## Supplied passage
^^^^^^^^^^^^^^^^
AARP Hearing Center
As nursing homes across the country continue to be ravaged by the coronavirus, two U.S. senators offered ideas Thursday for how to make the facilities safer and provide a better quality of life for residents. Their recommendations ranged from more frequent testing of workers to legislation that would provide the technology to allow residents to have virtual visits with their families.
Sens. Bob Casey (D-Pa.) and Bill Cassidy (R-La.) were part of an AARP-sponsored virtual event with Axios, an online news site. The event also featured Nancy LeaMond, AARP executive vice president and chief advocacy and engagement officer.
According to the latest data from the Kaiser Family Foundation, more than 35,000 residents in 7,700 long-term care facilities have succumbed to COVID-19, the illness caused by the coronavirus.
"Nursing homes are full of people who fought in wars and worked in our factories and raised our children … and built the greatest country in the world,” Casey said. “The least that we could do is to make sure that we don't have a repetition of what has happened over the last several months where tens of thousands of people are dying in nursing homes."
Casey pointed to his repeated push for more disclosure of COVID-19 cases in nursing homes, something AARP also is seeking. The Centers for Medicare & Medicaid Services (CMS) now requires nursing homes to report all COVID cases to the Centers for Disease Control and Prevention (CDC) as well as to continue reporting to local public health authorities. Residents and their families are also supposed to be notified. CMS has said this data will be made public by the end of May. So far CMS has not said exactly when and how it will begin disclosing such information.
Virtual visits encouraged
CMS also recently urged states to act very slowly to permit visits to resume in nursing homes, issuing some guidelines for facilities to follow once family members are allowed back in.
^^^^^^^^^^^^^^^^
## Provided data
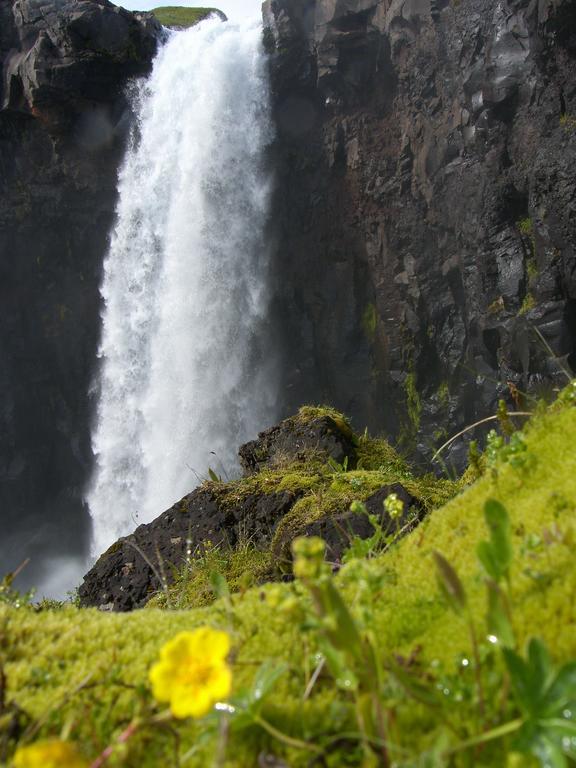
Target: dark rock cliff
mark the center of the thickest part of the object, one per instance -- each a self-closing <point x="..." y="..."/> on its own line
<point x="63" y="121"/>
<point x="426" y="204"/>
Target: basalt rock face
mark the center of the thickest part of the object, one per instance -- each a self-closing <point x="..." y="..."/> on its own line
<point x="426" y="204"/>
<point x="228" y="515"/>
<point x="63" y="123"/>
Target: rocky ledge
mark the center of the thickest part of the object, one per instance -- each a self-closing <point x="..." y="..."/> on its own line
<point x="300" y="478"/>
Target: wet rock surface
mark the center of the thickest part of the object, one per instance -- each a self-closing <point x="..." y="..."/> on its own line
<point x="292" y="439"/>
<point x="64" y="118"/>
<point x="426" y="208"/>
<point x="339" y="530"/>
<point x="228" y="515"/>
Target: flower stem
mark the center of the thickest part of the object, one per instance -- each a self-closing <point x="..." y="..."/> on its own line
<point x="483" y="738"/>
<point x="283" y="737"/>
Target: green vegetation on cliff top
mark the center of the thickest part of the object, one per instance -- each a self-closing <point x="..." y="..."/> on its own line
<point x="84" y="673"/>
<point x="176" y="16"/>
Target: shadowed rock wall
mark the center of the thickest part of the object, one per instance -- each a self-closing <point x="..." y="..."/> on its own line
<point x="63" y="123"/>
<point x="426" y="205"/>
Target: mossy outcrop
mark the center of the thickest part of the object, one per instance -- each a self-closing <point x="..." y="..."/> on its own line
<point x="87" y="671"/>
<point x="177" y="17"/>
<point x="301" y="477"/>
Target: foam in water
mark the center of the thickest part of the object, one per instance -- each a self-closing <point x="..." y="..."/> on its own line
<point x="186" y="373"/>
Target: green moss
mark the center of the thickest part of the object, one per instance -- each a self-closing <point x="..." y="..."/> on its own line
<point x="444" y="394"/>
<point x="413" y="409"/>
<point x="526" y="227"/>
<point x="194" y="586"/>
<point x="378" y="454"/>
<point x="531" y="268"/>
<point x="309" y="413"/>
<point x="528" y="304"/>
<point x="496" y="306"/>
<point x="86" y="671"/>
<point x="370" y="321"/>
<point x="176" y="16"/>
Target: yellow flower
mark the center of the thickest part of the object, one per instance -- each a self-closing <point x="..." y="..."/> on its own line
<point x="192" y="673"/>
<point x="51" y="753"/>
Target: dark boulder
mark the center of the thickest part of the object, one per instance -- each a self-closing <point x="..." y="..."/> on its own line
<point x="64" y="120"/>
<point x="339" y="529"/>
<point x="294" y="438"/>
<point x="133" y="569"/>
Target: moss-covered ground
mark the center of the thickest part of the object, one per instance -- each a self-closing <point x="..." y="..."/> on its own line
<point x="83" y="673"/>
<point x="177" y="16"/>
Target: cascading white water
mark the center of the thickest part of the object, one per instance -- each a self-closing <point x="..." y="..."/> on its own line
<point x="186" y="372"/>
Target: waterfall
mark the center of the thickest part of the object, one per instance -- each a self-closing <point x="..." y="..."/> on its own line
<point x="185" y="360"/>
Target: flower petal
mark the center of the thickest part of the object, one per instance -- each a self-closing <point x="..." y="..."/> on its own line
<point x="221" y="683"/>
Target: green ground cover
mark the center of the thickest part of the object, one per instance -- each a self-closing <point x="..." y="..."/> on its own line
<point x="299" y="698"/>
<point x="176" y="16"/>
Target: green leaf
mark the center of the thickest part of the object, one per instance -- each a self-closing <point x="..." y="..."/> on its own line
<point x="549" y="752"/>
<point x="498" y="521"/>
<point x="450" y="584"/>
<point x="497" y="618"/>
<point x="562" y="691"/>
<point x="519" y="678"/>
<point x="418" y="690"/>
<point x="219" y="585"/>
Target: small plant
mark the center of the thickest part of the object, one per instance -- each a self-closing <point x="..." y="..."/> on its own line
<point x="568" y="122"/>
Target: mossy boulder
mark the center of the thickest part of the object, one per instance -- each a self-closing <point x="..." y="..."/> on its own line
<point x="178" y="17"/>
<point x="299" y="480"/>
<point x="85" y="673"/>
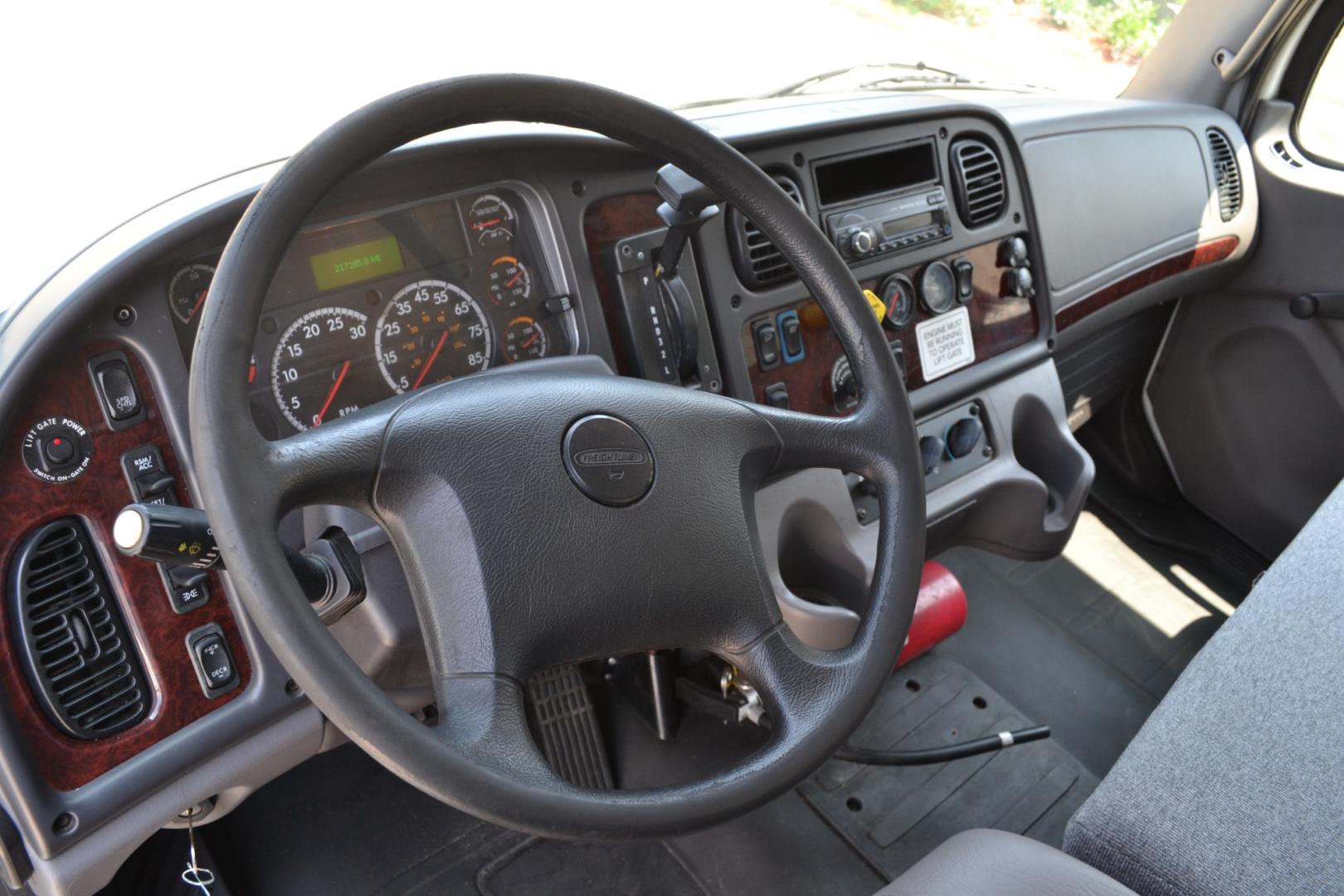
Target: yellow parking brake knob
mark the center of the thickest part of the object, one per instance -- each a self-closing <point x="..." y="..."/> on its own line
<point x="879" y="308"/>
^^^^^^^^^^^^^^^^
## Exercise prompt
Reproduce word for word the part of the nursing home article that runs between "AARP Hearing Center" and "with their families.", inclusive.

## Your solution
AARP Hearing Center
As nursing homes across the country continue to be ravaged by the coronavirus, two U.S. senators offered ideas Thursday for how to make the facilities safer and provide a better quality of life for residents. Their recommendations ranged from more frequent testing of workers to legislation that would provide the technology to allow residents to have virtual visits with their families.